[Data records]
*-*-*

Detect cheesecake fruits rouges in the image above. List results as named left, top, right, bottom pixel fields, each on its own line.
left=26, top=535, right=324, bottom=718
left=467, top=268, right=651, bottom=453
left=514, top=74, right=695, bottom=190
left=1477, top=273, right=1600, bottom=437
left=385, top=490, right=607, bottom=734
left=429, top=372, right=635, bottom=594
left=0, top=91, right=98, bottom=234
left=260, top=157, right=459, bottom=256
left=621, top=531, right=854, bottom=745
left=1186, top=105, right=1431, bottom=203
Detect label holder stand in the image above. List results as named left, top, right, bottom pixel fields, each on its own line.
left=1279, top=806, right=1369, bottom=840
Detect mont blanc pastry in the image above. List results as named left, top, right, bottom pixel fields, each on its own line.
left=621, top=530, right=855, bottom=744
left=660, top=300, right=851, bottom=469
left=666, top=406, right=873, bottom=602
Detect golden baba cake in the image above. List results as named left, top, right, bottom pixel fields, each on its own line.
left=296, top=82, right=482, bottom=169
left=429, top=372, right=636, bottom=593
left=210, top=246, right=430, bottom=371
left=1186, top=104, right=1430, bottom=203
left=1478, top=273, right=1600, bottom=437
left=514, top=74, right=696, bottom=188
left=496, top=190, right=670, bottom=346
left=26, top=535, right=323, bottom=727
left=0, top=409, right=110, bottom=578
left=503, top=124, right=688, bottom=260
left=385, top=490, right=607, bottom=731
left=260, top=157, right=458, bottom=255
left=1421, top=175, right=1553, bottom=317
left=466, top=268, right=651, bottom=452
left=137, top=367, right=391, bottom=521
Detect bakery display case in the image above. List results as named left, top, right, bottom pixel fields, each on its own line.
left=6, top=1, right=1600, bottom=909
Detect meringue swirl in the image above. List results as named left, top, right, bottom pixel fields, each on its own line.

*-*-*

## TASK REQUIREMENTS:
Every entry must be output again exactly as it was given.

## EXERCISE RESPONSE:
Detect cheesecake fruits rouges in the image above. List results as named left, top, right, bottom pixel fields, each on its own line.
left=26, top=535, right=324, bottom=718
left=467, top=268, right=651, bottom=453
left=514, top=74, right=695, bottom=190
left=1477, top=273, right=1600, bottom=437
left=385, top=490, right=607, bottom=734
left=429, top=372, right=635, bottom=594
left=0, top=91, right=98, bottom=234
left=260, top=157, right=459, bottom=256
left=621, top=531, right=854, bottom=745
left=1186, top=105, right=1431, bottom=203
Detect label holder stand in the image above. List results as named left, top, right, bottom pixel fields, each on its own line.
left=1279, top=806, right=1369, bottom=840
Detect mont blanc pastry in the image above. List results as named left, top, right, bottom pixel fields, each on its own line.
left=621, top=530, right=855, bottom=744
left=660, top=300, right=851, bottom=469
left=666, top=406, right=873, bottom=602
Detect golden baba cake in the image above. List results as named left, top, right, bottom pixel fields, each on its own line.
left=296, top=82, right=482, bottom=169
left=429, top=372, right=636, bottom=593
left=210, top=246, right=430, bottom=371
left=1186, top=104, right=1430, bottom=203
left=1478, top=273, right=1600, bottom=437
left=514, top=74, right=696, bottom=188
left=496, top=190, right=670, bottom=346
left=26, top=535, right=323, bottom=727
left=0, top=409, right=110, bottom=578
left=503, top=124, right=688, bottom=260
left=385, top=490, right=607, bottom=731
left=260, top=157, right=458, bottom=255
left=1421, top=175, right=1553, bottom=317
left=466, top=268, right=651, bottom=452
left=137, top=367, right=391, bottom=521
Detect bakery display case in the image above. List results as named left, top, right, bottom pixel fields, each on its own line.
left=6, top=1, right=1600, bottom=909
Detect meringue swirl in the image above. List results as named left, top, right, bottom pixel fields, each on its own line.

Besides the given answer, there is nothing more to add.